Set minicom to whatever you define on the headless box.

9600,n,1 was a popular serial terminal defualt.

----------

## jeanluca

I cannot find the option to turn on Serial support ? Any suggestions where that is ?

Thnx

Luca

----------

## luispa

 *luca wrote:*   

> 
> 
> I have a GenToo PC without a monitor, once in a while it stops somewhere in its boot process. Now I would like to make access via minicom (serial), to see what is happening.
> 
> But minicom requires some options, like 'Bps/Par/Bits (bit rate)..... Any suggestions what this one should be

 

What do you want:

- Access from this "Gentoo PC" to other equipment using its serial port (i.e. COMx) using minicom

or

- Enable the serial port of this "Gentoo PC" as the output device for the console messages, because you don't have a Monitor, so other equipment can connect to it.

luis

----------

## karl_rister

The kernel options that you are looking for are located down this path:

Device Drivers->Character Devices->Serial Drivers

The options that you want to enable are these:

8250/16550 and compatible serial support

Console on 8250/16550 and compatible serial port

Once you have the kernel built with those options and it is installed and booting you have a few more things to do.  Assuming that you have Grub, the following will allow you to control it from the serial port and then see kernel output as the system boot.

Add these lines to your grub.conf file:

serial --unit=0 --speed=115200

terminal --timeout=10 serial console

This tells grub to work on the serial port at a 115200 baud (as suggested earlier 9600 is a common one but that is very slow, 115200 is much more bearable).  It also tells grub to print a message for 10 seconds before actually hitting the menu, this gives you the chance to override the serial setting and use grub from the normal console as it cannot work on both at the same time.

• [Supplied records]
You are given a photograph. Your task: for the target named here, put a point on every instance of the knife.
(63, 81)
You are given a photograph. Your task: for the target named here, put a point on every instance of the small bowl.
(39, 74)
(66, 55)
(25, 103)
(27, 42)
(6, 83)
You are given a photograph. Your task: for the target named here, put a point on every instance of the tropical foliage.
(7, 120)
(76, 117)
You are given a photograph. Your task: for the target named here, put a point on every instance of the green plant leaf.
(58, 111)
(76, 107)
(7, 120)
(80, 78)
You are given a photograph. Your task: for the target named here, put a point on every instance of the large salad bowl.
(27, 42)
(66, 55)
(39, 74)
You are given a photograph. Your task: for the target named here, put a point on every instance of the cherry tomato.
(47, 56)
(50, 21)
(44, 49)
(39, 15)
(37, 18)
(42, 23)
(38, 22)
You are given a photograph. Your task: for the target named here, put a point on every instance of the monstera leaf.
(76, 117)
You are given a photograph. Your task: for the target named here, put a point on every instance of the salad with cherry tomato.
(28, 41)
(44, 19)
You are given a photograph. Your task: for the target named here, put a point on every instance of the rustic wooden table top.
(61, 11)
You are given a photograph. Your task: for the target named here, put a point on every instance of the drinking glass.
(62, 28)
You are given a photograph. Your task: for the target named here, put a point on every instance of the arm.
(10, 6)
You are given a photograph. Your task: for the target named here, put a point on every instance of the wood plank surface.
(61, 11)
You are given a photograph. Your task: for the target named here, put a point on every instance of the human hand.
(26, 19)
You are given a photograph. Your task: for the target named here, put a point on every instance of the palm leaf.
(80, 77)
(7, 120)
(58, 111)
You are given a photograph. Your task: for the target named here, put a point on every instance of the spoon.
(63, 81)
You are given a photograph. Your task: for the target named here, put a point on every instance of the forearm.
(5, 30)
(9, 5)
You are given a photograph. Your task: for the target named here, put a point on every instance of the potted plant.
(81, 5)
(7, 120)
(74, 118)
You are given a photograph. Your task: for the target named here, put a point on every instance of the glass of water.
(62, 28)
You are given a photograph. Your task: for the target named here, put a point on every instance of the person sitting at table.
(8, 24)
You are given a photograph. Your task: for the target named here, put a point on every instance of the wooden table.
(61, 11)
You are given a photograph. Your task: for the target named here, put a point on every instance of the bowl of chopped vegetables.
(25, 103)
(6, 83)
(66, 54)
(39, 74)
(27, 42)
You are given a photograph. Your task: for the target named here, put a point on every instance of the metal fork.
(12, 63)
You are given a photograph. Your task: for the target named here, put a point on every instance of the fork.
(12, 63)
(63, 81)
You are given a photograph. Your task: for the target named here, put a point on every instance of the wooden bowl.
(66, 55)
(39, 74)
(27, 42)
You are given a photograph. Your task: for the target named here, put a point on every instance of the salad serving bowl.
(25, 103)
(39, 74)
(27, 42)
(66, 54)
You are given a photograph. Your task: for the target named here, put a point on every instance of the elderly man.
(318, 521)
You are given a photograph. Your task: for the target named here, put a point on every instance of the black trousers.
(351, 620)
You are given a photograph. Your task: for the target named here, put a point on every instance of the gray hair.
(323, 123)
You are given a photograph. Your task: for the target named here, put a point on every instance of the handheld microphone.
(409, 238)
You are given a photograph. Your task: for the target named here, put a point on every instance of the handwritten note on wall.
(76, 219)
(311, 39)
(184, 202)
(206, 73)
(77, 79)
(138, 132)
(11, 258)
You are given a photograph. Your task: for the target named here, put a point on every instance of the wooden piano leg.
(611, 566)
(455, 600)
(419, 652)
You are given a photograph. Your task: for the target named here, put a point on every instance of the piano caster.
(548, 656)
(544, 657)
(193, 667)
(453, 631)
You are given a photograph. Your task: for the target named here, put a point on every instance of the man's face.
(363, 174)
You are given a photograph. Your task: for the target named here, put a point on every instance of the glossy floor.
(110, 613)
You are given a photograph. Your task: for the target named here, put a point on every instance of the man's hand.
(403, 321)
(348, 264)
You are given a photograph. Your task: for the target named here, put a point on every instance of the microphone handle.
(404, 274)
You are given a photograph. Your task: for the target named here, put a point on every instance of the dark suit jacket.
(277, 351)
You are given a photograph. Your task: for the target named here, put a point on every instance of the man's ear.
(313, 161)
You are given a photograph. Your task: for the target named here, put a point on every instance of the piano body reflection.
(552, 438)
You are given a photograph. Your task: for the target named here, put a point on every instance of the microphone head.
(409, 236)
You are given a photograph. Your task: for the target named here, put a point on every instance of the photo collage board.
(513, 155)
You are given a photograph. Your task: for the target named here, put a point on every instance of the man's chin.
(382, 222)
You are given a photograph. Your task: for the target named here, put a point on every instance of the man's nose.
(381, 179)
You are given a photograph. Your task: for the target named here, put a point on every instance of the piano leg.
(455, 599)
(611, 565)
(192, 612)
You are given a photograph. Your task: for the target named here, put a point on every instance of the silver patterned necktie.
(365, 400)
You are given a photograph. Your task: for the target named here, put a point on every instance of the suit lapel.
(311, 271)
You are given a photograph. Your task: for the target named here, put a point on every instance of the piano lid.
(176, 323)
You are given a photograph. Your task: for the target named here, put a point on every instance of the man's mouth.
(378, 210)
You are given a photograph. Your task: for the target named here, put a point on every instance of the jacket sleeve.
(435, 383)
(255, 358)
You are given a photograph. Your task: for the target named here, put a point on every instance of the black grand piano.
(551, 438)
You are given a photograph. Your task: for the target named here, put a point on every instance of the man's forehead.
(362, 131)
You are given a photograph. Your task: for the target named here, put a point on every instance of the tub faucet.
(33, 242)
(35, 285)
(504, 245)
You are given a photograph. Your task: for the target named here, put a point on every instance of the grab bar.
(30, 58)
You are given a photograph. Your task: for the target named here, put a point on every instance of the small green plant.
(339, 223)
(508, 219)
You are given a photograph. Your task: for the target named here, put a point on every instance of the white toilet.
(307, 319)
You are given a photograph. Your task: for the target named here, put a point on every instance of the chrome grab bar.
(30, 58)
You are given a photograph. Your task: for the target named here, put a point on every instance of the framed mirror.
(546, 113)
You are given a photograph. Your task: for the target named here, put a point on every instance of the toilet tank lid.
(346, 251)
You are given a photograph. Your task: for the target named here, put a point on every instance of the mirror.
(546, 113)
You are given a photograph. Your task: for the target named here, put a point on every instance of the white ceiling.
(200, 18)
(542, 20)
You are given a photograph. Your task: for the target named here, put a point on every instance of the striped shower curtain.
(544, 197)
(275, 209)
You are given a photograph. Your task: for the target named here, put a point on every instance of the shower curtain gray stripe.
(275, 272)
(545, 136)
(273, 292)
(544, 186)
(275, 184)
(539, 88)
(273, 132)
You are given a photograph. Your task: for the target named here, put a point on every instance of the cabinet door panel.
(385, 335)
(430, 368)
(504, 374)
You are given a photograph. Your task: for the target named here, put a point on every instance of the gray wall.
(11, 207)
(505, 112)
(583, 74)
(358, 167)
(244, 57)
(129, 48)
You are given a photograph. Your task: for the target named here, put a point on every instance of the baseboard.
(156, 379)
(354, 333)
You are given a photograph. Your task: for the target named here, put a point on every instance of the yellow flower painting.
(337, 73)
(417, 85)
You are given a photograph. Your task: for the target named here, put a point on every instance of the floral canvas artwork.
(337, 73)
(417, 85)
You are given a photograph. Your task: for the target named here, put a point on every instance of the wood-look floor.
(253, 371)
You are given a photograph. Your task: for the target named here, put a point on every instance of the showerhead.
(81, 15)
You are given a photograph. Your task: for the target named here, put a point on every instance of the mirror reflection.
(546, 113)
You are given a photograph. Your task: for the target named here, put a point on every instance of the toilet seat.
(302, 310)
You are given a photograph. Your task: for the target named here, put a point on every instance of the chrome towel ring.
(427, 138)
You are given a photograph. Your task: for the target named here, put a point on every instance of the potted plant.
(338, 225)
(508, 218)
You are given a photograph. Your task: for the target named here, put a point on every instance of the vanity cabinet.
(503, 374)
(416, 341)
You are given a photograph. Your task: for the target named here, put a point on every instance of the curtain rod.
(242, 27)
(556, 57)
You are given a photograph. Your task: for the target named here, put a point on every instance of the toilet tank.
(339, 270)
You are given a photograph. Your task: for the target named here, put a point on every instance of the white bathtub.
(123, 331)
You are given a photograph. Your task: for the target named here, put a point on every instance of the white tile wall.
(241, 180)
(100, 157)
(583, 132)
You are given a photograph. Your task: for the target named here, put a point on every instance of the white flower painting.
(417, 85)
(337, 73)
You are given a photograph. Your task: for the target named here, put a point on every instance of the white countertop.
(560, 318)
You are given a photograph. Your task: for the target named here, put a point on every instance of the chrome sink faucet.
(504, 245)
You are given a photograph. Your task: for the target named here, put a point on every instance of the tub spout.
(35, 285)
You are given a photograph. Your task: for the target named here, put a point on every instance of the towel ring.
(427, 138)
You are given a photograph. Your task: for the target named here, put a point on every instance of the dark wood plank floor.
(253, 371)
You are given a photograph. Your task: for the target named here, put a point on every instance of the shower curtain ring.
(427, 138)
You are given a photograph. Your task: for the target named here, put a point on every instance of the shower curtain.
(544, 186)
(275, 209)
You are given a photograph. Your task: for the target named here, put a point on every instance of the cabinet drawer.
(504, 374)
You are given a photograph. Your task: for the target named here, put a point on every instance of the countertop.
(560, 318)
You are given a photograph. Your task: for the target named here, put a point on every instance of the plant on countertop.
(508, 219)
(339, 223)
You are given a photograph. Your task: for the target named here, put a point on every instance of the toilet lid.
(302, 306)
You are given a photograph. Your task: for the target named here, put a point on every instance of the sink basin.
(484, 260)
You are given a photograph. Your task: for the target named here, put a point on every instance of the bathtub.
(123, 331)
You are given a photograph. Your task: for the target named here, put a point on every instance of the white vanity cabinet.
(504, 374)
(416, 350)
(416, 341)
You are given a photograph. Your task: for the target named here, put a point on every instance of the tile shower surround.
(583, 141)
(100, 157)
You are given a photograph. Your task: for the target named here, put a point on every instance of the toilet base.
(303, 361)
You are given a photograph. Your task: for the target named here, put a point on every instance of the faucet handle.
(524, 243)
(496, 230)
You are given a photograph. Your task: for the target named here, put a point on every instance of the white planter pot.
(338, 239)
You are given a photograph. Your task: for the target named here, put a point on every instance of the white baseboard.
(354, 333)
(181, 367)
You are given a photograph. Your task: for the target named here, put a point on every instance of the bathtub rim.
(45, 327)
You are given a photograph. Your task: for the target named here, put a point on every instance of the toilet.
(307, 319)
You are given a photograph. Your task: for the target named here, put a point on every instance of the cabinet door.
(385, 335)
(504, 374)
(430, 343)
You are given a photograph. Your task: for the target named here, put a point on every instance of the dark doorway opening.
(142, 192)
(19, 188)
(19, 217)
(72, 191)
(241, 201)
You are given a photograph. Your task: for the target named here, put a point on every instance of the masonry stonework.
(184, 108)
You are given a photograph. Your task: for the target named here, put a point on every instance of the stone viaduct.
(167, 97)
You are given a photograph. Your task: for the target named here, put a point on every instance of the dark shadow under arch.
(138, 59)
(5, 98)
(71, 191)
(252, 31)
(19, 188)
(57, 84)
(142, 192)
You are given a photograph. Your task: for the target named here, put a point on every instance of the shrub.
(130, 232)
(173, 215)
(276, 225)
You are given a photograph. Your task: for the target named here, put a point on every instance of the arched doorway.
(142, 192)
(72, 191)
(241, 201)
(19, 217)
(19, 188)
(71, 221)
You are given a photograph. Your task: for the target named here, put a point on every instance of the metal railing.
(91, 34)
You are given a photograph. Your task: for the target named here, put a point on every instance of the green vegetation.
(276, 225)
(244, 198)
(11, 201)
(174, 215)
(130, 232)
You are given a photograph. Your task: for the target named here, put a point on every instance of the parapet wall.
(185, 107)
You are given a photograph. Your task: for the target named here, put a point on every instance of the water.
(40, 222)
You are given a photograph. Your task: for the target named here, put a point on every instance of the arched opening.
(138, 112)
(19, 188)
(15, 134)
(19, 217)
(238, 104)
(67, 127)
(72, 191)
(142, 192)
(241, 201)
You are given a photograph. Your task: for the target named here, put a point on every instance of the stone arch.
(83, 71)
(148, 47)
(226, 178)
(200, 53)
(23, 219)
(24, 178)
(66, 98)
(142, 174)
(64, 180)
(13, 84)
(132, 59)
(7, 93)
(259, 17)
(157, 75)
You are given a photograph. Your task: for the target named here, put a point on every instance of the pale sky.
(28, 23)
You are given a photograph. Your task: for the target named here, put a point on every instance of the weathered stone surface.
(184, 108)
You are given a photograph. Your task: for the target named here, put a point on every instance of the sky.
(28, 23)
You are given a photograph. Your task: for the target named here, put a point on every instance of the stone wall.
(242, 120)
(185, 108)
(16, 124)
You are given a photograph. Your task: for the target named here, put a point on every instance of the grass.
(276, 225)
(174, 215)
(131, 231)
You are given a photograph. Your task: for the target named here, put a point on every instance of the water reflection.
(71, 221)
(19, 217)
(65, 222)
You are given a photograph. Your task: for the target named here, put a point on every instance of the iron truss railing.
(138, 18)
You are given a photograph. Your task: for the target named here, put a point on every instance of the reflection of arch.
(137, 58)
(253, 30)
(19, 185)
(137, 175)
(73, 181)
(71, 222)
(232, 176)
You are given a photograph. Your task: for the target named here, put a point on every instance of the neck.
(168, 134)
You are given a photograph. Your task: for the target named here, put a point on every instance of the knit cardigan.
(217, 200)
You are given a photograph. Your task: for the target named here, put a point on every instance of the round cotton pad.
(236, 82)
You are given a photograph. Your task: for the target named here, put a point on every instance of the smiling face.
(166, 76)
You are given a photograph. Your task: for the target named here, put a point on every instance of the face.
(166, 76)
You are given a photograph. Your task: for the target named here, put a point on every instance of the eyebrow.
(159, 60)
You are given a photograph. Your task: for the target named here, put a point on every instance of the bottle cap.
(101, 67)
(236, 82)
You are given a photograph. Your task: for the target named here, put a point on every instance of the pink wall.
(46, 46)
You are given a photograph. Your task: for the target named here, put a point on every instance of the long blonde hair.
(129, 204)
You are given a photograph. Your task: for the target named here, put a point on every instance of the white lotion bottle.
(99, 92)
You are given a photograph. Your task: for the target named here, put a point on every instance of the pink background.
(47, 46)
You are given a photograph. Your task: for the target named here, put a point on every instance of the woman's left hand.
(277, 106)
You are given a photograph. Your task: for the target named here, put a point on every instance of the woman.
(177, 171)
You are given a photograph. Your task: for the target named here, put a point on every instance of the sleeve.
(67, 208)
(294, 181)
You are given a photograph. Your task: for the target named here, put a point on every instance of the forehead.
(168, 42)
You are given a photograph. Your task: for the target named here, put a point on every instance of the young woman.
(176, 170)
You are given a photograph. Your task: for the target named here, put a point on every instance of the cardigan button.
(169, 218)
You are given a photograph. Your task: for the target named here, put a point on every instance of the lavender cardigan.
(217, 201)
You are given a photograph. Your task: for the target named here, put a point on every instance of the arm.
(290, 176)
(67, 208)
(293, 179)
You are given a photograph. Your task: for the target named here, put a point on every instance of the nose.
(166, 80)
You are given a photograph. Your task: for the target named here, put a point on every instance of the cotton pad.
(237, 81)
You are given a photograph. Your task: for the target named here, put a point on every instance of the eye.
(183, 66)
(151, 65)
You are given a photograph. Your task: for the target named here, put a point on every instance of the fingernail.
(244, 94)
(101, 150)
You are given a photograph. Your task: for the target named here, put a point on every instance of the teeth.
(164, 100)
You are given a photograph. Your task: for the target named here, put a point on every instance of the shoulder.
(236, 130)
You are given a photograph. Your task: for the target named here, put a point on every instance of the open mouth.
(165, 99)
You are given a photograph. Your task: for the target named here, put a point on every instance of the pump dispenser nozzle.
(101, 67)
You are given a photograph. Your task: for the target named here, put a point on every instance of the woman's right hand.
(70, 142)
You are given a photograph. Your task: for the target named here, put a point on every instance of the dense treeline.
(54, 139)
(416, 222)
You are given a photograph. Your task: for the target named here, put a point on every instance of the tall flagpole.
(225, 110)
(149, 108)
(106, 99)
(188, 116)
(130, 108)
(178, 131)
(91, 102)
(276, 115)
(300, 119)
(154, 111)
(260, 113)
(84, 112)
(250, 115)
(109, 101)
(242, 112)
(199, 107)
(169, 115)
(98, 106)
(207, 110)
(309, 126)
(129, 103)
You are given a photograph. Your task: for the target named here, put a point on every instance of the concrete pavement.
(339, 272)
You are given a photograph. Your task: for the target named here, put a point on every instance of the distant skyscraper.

• [What you will do]
• 1. Do these statements agree with the serial console thread? Answer yes or no for each, and quote the words that decide it.
(a) The kernel options for serial support are found under Device Drivers, then Character Devices, then Serial Drivers.
(b) Grub can work on the serial port and the normal console at the same time.
(c) The lines added to grub.conf set the serial speed to 9600.
• 2. Reproduce the part of the serial console thread between "The options that" and "the system boot.", inclusive.

• [Answer list]
• 1.
(a) Yes: "Device Drivers->Character Devices->Serial Drivers"
(b) No: "it cannot work on both at the same time"
(c) No: "serial --unit=0 --speed=115200"

• 2.
The options that you want to enable are these:

8250/16550 and compatible serial support

Console on 8250/16550 and compatible serial port

Once you have the kernel built with those options and it is installed and booting you have a few more things to do.  Assuming that you have Grub, the following will allow you to control it from the serial port and then see kernel output as the system boot.